Dabei geht es doch ganz einfach, wie eine Veranstaltung Anfang September bewies: Ein paar Mini-Enzis (von Wien-Tourismus) und große Sitzpolster, in einem einfachen Rechteck angeordnet, reichen, um den Hauptplatz mit städtischem Leben zu füllen. Die Infrastruktur in Form zweier Bibliothekstürme, eines Ö1-Standes, Kaffee- und Wasser und einer kleinen Lesebühne wären gar nicht unbedingt notwendig, geben dem Ganzen aber eine weltstädtische Note. Menschen aller Altersgruppen lesen, unterhalten sich oder liegen einfach nur in der Sonne. Ohne verpflichtende Cappuccino- oder Spritzerbestellung. Ohne Betrunkene, ohne Lärmbelästigung. Und ohne aneinander gekettete Kirschlorbeerbäumchen. Leider war nach vier Tagen aber schon wieder Schluss. Die Veranstaltung StadtLesen der Salzburger Agentur innovationswerkstatt, die seit drei Jahren das Lesen ins Rampenlicht stellt und für Bibliotels wirbt, eine Gruppe von Hotels mit bibliophilem Einschlag, der übrigens auch das Erzherzog Johann angehört, war weitergezogen.

Man stelle sich vor – jedes bürokratische, parteipolitische, sich gegenseitig neidig verhindernde und blockierende Denken für einen Moment beiseitelassend – es handle sich nicht um eine temporäre Werbeveranstaltung, sondern um eine dauerhafte Einrichtung. Lesen ist an sich schon ein sinnvoller Zeitvertreib und in Verbindung mit der zentralen Lage und dem offenen WLAN-Hotspot der Stadt Graz könnte ein permanenter gesellschaftlicher Hotspot am Hauptplatz entstehen. Noch ein Sitzmöbel-Designwettbewerb um auch den City of Design-Ansprüchen nachzukommen (wenn auch die Enzis nur schwer zu überbieten sind), zum Darüberstreuen ein paar internationale Zeitungen und fertig ist ein Stadtmittelpunkt mit urbanem Flair. Dass die Grazerinnen und Grazer wie auch Touristinnen und Touristen dies mit Freude annehmen, als hätten sie nur darauf gewartet, war unübersehbar. Der Ball liegt bei der Stadt.

====

### ARBEITSAUFTRAG
Entscheiden Sie für jede Aussage, ob sie zum Auszug über StadtLesen am Grazer Hauptplatz passt: (a) Die Veranstaltung endete nach vier Tagen. (b) Wer sich setzen wollte, musste ein Getränk bestellen. (c) Die Agentur innovationswerkstatt stammt aus Graz. Antworten Sie jeweils mit Ja oder Nein und zitieren Sie wörtlich die ausschlaggebenden Worte aus dem Auszug.

### BEREITGESTELLTE DATEN
====

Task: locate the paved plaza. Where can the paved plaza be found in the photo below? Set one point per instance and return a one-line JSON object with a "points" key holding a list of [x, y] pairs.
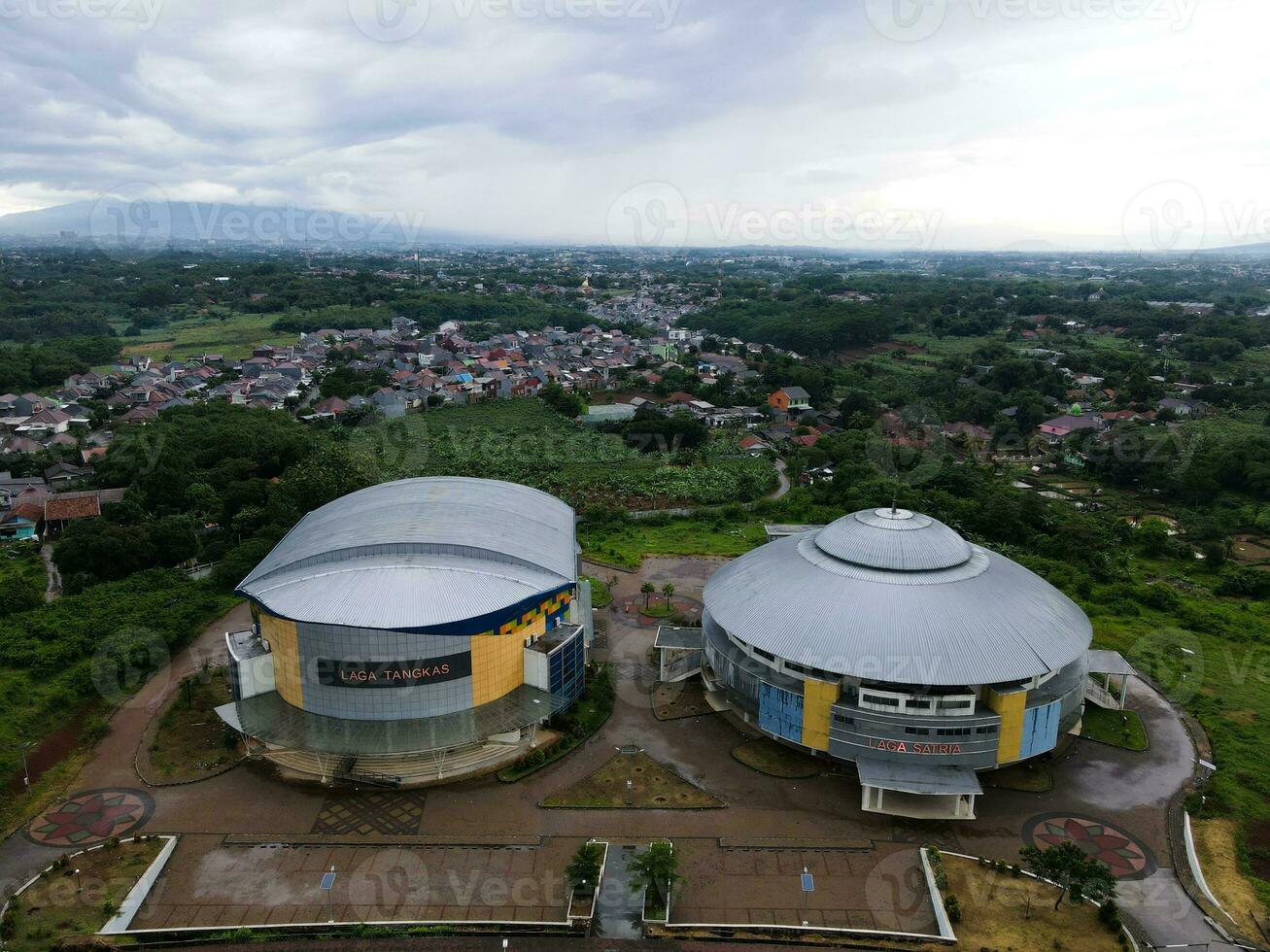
{"points": [[207, 882], [1095, 786]]}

====

### RICHTIGE LÖSUNG
(a) Ja: „Leider war nach vier Tagen aber schon wieder Schluss.“
(b) Nein: „Ohne verpflichtende Cappuccino- oder Spritzerbestellung.“
(c) Nein: „der Salzburger Agentur innovationswerkstatt“